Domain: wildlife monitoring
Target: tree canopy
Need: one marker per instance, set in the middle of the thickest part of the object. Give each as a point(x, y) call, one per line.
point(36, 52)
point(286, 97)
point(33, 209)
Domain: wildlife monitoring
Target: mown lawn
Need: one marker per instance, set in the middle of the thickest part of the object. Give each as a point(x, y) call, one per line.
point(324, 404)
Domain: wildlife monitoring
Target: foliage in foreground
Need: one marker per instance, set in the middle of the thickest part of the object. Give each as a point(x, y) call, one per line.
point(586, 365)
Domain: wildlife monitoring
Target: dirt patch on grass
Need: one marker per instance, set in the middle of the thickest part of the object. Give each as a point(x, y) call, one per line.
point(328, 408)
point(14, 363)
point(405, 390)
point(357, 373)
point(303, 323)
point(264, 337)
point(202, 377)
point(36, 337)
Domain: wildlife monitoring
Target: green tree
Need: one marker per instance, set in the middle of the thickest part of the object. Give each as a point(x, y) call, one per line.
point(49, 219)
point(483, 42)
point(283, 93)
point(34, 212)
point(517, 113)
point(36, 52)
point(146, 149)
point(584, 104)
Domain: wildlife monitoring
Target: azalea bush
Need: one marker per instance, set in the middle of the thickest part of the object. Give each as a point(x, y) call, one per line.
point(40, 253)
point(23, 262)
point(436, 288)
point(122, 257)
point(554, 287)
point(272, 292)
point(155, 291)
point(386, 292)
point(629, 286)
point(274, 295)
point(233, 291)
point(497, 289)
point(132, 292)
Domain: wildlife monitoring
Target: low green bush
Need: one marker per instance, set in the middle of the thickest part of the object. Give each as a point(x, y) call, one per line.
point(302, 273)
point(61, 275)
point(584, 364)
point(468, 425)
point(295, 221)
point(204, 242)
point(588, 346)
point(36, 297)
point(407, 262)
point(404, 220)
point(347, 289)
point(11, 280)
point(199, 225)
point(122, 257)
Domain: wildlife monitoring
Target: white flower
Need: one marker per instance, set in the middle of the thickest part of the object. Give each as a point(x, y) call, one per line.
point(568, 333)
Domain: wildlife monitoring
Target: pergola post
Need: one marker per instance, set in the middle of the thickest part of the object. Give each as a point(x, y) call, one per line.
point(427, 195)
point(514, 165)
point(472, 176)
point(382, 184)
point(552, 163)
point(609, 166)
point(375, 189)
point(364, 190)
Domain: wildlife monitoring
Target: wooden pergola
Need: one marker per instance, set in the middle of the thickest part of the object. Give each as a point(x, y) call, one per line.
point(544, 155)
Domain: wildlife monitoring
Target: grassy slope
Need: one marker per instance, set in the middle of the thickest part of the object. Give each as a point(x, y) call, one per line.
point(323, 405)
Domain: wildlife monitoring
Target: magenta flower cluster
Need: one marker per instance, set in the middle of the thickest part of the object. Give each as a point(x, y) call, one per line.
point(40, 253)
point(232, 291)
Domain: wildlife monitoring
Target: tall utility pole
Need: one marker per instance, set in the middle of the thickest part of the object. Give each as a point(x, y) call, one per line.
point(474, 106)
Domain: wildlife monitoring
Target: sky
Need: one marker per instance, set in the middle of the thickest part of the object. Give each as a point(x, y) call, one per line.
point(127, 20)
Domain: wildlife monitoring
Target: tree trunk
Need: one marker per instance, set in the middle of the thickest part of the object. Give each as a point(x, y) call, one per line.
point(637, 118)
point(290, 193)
------------------------------
TASK DIRECTIONS: Scale the part of the rows that opens at the very start and closes with the line containing "point(33, 209)", both ends included. Write out every one of those lines again, requests too, but multiply each point coordinate in the answers by 2.55 and round it to a whole number, halves going up.

SOLUTION TO THIS EXERCISE:
Domain: wildlife monitoring
Target: tree canopy
Need: one marker per instance, set in the middle of the thickest part of the object. Give each as a point(x, y) call, one per line.
point(92, 133)
point(729, 247)
point(84, 533)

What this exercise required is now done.